- GIVEN TASK: Repeat the passage of the fractal sequences text starting with "Doubly Fractal Sequences" and going on through "the original sequence.)", unchanged.

- SELECTED EXCERPT:
* * *

Doubly Fractal Sequences
by Franklin T. Adams-Watters
Date: Mon, 28 Aug 2006 15:56:27 -0400
A fractal sequence is one where, when the first instance
of each number in the sequence is erased, the original
sequence remains. A similar property, which we might
call an incremental fractal sequence, is that when all ones
are removed from the sequence, what remains is the
original sequence incremented. (This has also been
described as decrementing the sequence, then removing
all 0's to get the original sequence.)
These two properties are closely linked via what I call
the ordinal transform. The ordinal transform of a
sequence b is the sequence a where a(n) is the number
of values in b(1),...,b(n) which are equal to b(n). A
sequence is fractal if and only if its ordinal transform is
incremental fractal. (This is easy to prove.) If the
original fractal sequence introduced the positive integers
in increasing order, applying the ordinal transform again
will reproduce the original fractal sequence. (Otherwise
it produces a simple substitution in the fractal sequence.)

* * *

- DATASET:
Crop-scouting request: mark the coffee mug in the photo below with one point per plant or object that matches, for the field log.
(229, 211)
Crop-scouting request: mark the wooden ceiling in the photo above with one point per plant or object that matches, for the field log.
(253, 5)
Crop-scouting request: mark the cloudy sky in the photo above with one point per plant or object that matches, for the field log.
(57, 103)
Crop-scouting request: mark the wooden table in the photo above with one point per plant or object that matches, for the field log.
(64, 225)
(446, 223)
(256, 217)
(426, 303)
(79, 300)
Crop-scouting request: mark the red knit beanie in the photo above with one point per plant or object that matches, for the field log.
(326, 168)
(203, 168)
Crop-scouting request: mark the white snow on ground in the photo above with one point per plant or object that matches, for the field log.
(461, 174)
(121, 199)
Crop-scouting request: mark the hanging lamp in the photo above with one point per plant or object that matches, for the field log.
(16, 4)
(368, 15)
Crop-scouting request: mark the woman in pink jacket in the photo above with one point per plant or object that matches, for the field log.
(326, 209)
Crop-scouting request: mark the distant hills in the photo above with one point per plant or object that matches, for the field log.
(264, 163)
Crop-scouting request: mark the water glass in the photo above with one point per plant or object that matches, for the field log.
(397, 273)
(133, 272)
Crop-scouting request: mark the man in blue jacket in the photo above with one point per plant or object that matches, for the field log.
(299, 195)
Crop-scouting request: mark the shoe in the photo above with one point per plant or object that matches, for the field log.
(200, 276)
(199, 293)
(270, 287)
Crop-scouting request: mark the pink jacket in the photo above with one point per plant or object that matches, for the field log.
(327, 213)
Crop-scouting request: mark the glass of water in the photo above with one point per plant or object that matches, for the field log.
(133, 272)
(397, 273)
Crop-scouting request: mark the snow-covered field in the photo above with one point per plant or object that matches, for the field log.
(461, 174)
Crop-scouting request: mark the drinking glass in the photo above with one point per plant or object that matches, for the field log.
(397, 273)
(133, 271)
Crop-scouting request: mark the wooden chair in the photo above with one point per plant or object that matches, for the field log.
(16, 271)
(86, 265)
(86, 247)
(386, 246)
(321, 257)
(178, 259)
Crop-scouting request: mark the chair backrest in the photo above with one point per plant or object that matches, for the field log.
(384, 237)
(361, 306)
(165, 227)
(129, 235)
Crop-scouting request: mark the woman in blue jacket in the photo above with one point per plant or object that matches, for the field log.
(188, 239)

* * *

- EXERCISE RESPONSE:
Doubly Fractal Sequences
by Franklin T. Adams-Watters
Date: Mon, 28 Aug 2006 15:56:27 -0400
A fractal sequence is one where, when the first instance
of each number in the sequence is erased, the original
sequence remains. A similar property, which we might
call an incremental fractal sequence, is that when all ones
are removed from the sequence, what remains is the
original sequence incremented. (This has also been
described as decrementing the sequence, then removing
all 0's to get the original sequence.)